PROBLEM TO WORK ON
According to the abstract on bioreactor control below, why do the agitation rate and air flow rate curves give a qualitative picture of the microorganisms' oxygen consumption and carbon dioxide production? Answer in one to three sentences.

STUDY TEXT

□ □ □ □ □ □ □

Simultaneous adaptive predictive control of the partial pressures of dissolved oxygen (pO2) and dissolved carbon dioxide (pCO2) in a laboratory-scale bioreactor

Abstract In submerged cultures, the variation of the partial pressures of dissolved oxygen (pO 2 ) and of dissolved carbon dioxide (pCO 2 ) strongly affects micro-organism metabolism. Unfortunately, in a laboratory scale bioreactor these variables are very difficult to control using conventional controllers because of the poorly understood and constantly changing dynamics of the biological system. A control strategy based on the decoupling of these two variables has been developed. The agitation rate controls the pO 2 , and the air flow rate controls the pCO 2 . The cross influences are considered as external disturbances by both controllers. Each controller uses an adaptive-predictive algorithm consisting of an incremental linear model of the dynamics, a robust recursive estimator, an algebraic predictor, a Generalized Predictive Control optimizer and a monitor of the regulation smoothness. The strategy has been implemented on a PC computer under the visual programming environment Lab view and successfully used under various conditions. The major improvements, when compared with conventional controllers are as follows: no manual tuning is required during the culture or between experiments, efficient pO 2 and pCO 2 controls are achieved despite external disturbances, and finally since these variables remain stable, the agitation rate and the air flow rate curves provide a qualitative image of the oxygen consumption and of the carbon dioxide production rates by the micro-organisms, making it easier for the operator to spot otherwise hidden metabolic changes.

□ □ □ □ □ □ □

Excerpts from a dataset:
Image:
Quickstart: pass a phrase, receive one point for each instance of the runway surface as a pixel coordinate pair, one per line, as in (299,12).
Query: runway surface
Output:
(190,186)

□ □ □ □ □ □ □

ANSWER FOR THE TASK
The controllers keep pO2 and pCO2 stable, so the agitation rate and air flow rate curves reflect the microorganisms' oxygen consumption and carbon dioxide production rates. This makes it easier for the operator to spot metabolic changes that would otherwise stay hidden.